I made coconut and chocolate slice and so can you

For the longest time I had an irrational dislike for Bill Granger, the blonde haired, ultra white toothed, v-neck t-shirt wearing Australian cook. I maintained this dislike through several enjoyable visits to his eponymous breakfast themed restaurant in Surry Hills. He seemed a little grating, perhaps. The sort of early rising type that has a nine hour ocean swim before grabbing a quick soy latte and rolling around on their millions. To be fair, I’m not sure if this was the reasoning I had at the time, or is some post facto attempt at justifying irrationality.

Recently, however, the cracks have started to appear around this dislike. It was almost a two pronged charm offensive: I started to find him as a character less objectionable, while appreciating his food even more. His latest TV show, Bill’s Tasty Weekends, helped me move from a position of general peevishness to one of fond approval.

Since going through this volte-face, I’ve made quite a few of his recipes. I’m struck by their simplicity and deliciousness. He rarely asks you to do much, so when he does ask you to go a slight effort you are more than happy to do so.

I think there are a few kinds of cookbook authors: those that get deliciousness in 4 or 6 ingredients, à la Bill, and those that get deliciousness in 15 or 20 ingredients, à la Ottolenghi. And of course that are those that can not get an appreciable level of deliciousness no matter how many steps or how many ingredients they subject one to. 

This recipe for coconut and chocolate slice embodies the best of Bill Granger’s style.

Find a mixing bowl. Even though I have somehow managed to accumulate sets of both, I have a marked preference for glass over stainless steel. In our kitchen, which can sometimes be rather dim, anything that spreads light rather than traps it greedily has to be appreciated. Plus there is something vaguely appealing about a nice piece of Pyrex glass.

While you’re deciding what your choice in mixing bowls says about you, preheat the oven to 180 units of heat. In the old talk, this is Gas Mark Kipling.

== Required task 1 ==
In one to three sentences, explain why the writer of the coconut slice post prefers glass mixing bowls to stainless steel ones.
== Required task 2 ==
Print everything in the coconut slice post from "Recently, however, the" down to "of fond approval.".
You won't need the items for either task.

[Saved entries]
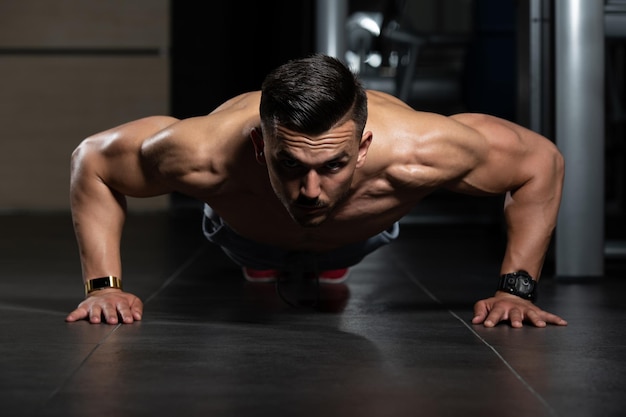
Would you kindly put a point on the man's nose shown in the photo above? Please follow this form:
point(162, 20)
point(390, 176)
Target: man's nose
point(310, 186)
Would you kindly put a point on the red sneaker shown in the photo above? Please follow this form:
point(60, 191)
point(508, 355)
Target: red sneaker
point(260, 275)
point(334, 276)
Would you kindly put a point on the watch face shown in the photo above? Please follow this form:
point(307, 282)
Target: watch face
point(520, 284)
point(523, 285)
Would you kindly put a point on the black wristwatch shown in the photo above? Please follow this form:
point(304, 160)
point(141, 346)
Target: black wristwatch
point(519, 283)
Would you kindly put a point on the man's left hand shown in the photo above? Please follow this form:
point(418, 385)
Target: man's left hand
point(508, 307)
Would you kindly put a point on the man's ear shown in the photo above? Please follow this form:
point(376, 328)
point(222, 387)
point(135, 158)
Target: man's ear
point(366, 141)
point(259, 145)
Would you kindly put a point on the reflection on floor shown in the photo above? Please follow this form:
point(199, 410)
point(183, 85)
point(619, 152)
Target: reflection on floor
point(395, 340)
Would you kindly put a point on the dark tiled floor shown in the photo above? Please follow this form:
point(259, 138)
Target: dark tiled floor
point(396, 340)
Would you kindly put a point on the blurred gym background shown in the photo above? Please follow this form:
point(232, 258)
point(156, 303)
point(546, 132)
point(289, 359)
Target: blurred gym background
point(70, 68)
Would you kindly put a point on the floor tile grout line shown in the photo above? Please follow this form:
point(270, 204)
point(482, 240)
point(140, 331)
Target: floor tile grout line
point(79, 366)
point(167, 282)
point(175, 274)
point(432, 296)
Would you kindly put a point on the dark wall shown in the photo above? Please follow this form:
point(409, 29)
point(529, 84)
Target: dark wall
point(222, 48)
point(491, 84)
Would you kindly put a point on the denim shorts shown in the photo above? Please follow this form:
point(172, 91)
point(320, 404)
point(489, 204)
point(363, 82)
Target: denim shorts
point(252, 254)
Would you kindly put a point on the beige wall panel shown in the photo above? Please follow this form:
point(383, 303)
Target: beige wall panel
point(49, 104)
point(84, 23)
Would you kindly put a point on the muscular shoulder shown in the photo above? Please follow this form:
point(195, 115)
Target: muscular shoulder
point(197, 153)
point(421, 149)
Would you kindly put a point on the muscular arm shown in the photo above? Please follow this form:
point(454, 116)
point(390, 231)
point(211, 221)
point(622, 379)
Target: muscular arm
point(529, 169)
point(105, 168)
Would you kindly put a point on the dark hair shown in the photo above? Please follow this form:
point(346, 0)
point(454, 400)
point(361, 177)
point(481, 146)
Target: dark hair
point(310, 95)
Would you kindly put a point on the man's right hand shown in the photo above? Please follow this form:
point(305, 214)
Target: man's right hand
point(110, 306)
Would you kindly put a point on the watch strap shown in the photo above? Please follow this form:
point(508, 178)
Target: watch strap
point(519, 283)
point(101, 283)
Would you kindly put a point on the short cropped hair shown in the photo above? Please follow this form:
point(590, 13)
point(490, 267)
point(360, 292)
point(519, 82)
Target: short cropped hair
point(311, 95)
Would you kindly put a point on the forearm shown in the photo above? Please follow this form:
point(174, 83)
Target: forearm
point(98, 216)
point(531, 215)
point(529, 232)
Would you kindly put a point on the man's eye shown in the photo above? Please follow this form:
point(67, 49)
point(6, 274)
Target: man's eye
point(289, 163)
point(334, 166)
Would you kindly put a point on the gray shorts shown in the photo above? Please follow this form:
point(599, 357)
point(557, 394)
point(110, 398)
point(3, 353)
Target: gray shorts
point(246, 252)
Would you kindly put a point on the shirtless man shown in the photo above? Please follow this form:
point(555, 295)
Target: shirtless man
point(314, 167)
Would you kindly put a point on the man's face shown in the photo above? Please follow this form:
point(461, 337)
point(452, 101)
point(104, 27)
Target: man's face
point(312, 175)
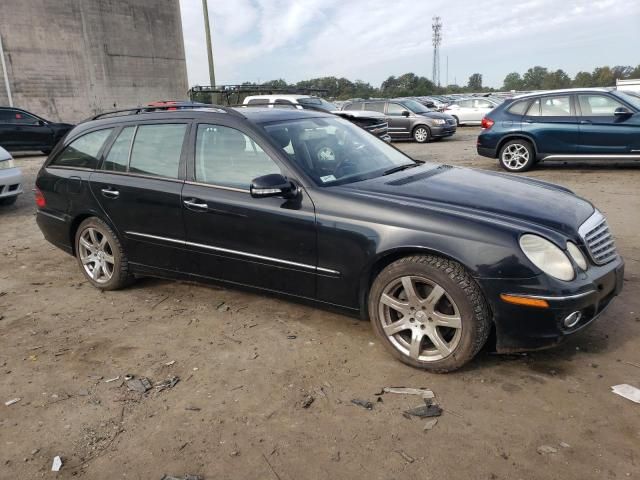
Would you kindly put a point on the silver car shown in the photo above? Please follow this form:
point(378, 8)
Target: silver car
point(470, 111)
point(10, 179)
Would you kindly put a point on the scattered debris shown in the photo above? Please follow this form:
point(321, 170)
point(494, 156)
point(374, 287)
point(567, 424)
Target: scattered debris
point(406, 456)
point(423, 392)
point(308, 400)
point(627, 391)
point(430, 424)
point(362, 403)
point(425, 411)
point(169, 383)
point(57, 464)
point(185, 477)
point(546, 449)
point(140, 385)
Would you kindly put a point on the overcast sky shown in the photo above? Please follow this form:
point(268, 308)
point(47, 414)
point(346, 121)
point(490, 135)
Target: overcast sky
point(260, 40)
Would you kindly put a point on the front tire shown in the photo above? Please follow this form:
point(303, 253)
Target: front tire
point(429, 313)
point(421, 134)
point(517, 156)
point(101, 256)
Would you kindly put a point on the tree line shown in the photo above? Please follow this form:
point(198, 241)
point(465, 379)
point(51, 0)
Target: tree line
point(412, 85)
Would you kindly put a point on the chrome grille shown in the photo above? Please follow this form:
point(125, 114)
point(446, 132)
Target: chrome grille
point(598, 239)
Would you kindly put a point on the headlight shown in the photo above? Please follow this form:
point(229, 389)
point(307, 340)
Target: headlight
point(5, 164)
point(577, 256)
point(547, 257)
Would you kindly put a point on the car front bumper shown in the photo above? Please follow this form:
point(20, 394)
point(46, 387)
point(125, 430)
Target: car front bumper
point(522, 328)
point(10, 182)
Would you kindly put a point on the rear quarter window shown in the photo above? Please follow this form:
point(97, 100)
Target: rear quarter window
point(518, 108)
point(83, 152)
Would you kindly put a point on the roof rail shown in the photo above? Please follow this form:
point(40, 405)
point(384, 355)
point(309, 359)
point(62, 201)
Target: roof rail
point(164, 108)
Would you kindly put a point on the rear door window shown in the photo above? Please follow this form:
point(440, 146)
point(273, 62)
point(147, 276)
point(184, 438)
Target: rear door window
point(157, 149)
point(598, 105)
point(83, 152)
point(117, 160)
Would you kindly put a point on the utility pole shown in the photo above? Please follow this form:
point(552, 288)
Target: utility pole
point(436, 26)
point(207, 31)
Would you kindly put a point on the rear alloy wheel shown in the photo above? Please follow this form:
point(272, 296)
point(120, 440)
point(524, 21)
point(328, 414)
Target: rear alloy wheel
point(517, 156)
point(429, 313)
point(101, 256)
point(421, 134)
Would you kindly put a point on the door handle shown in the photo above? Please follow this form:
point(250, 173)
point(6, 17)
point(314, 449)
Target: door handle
point(194, 204)
point(110, 193)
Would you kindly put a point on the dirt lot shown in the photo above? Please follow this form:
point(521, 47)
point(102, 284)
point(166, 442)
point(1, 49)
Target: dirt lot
point(247, 361)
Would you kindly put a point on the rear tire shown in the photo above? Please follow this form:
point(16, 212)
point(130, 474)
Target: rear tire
point(443, 320)
point(517, 156)
point(8, 200)
point(421, 134)
point(101, 256)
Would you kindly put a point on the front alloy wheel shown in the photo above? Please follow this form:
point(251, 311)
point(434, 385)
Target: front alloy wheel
point(429, 312)
point(421, 134)
point(420, 319)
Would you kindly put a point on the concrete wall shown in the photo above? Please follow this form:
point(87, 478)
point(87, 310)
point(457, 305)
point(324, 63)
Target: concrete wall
point(68, 59)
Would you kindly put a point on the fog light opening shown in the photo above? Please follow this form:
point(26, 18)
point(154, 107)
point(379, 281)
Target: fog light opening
point(572, 319)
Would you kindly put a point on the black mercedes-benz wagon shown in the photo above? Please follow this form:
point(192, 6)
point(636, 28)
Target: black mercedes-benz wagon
point(306, 204)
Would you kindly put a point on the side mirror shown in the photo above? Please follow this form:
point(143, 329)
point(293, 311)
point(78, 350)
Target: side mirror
point(622, 112)
point(273, 185)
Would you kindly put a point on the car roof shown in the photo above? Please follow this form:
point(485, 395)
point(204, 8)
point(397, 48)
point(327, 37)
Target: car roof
point(255, 115)
point(565, 90)
point(291, 96)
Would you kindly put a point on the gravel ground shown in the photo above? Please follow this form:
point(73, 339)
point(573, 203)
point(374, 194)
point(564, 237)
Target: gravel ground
point(246, 363)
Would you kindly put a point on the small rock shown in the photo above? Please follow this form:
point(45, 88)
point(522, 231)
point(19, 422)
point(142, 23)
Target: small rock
point(546, 449)
point(430, 424)
point(308, 400)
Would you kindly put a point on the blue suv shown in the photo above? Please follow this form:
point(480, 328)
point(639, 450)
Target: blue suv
point(585, 124)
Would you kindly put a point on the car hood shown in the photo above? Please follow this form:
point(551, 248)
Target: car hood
point(444, 116)
point(497, 195)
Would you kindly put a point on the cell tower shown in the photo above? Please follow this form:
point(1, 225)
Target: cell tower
point(437, 40)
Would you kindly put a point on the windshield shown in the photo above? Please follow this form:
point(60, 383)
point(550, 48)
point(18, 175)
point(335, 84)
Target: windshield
point(317, 103)
point(632, 99)
point(415, 107)
point(333, 151)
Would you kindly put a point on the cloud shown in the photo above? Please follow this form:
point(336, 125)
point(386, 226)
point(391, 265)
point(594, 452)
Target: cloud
point(295, 39)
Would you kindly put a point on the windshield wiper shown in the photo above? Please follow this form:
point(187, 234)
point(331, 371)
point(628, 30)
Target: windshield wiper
point(399, 168)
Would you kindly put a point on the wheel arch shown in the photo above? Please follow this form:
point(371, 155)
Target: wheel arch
point(81, 217)
point(386, 258)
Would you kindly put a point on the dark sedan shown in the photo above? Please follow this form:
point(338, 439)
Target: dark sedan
point(435, 256)
point(21, 130)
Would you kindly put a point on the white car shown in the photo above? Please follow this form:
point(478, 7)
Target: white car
point(10, 179)
point(470, 111)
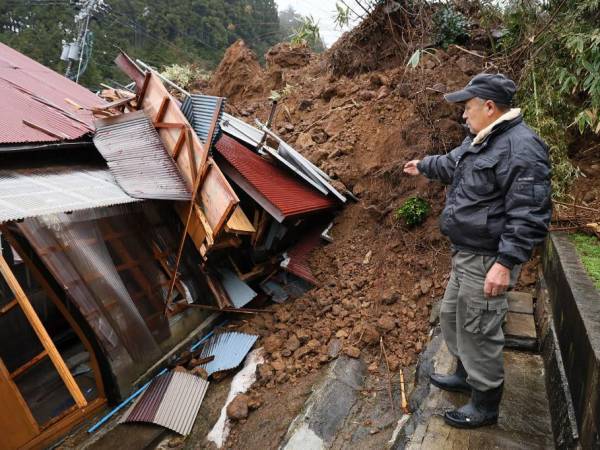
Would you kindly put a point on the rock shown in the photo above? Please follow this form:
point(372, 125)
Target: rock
point(254, 403)
point(292, 344)
point(328, 93)
point(278, 365)
point(334, 347)
point(303, 336)
point(238, 408)
point(272, 344)
point(383, 92)
point(265, 371)
point(342, 334)
point(176, 442)
point(440, 87)
point(304, 140)
point(367, 95)
point(425, 285)
point(305, 104)
point(435, 312)
point(370, 335)
point(200, 372)
point(386, 323)
point(319, 135)
point(352, 352)
point(319, 156)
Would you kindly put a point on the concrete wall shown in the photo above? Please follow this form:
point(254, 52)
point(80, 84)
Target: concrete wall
point(575, 304)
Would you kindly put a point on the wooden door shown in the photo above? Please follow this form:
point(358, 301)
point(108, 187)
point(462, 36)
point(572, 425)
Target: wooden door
point(17, 425)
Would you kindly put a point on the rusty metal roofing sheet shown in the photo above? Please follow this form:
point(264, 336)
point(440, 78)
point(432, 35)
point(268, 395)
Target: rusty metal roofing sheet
point(138, 159)
point(288, 195)
point(34, 102)
point(199, 111)
point(229, 350)
point(296, 258)
point(241, 130)
point(171, 401)
point(36, 192)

== Full solution 1 ==
The writer's kitchen can sometimes be rather dim, so a bowl that spreads light rather than trapping it is appreciated. There is also something vaguely appealing about a nice piece of Pyrex glass.

== Full solution 2 ==
Recently, however, the cracks have started to appear around this dislike. It was almost a two pronged charm offensive: I started to find him as a character less objectionable, while appreciating his food even more. His latest TV show, Bill’s Tasty Weekends, helped me move from a position of general peevishness to one of fond approval.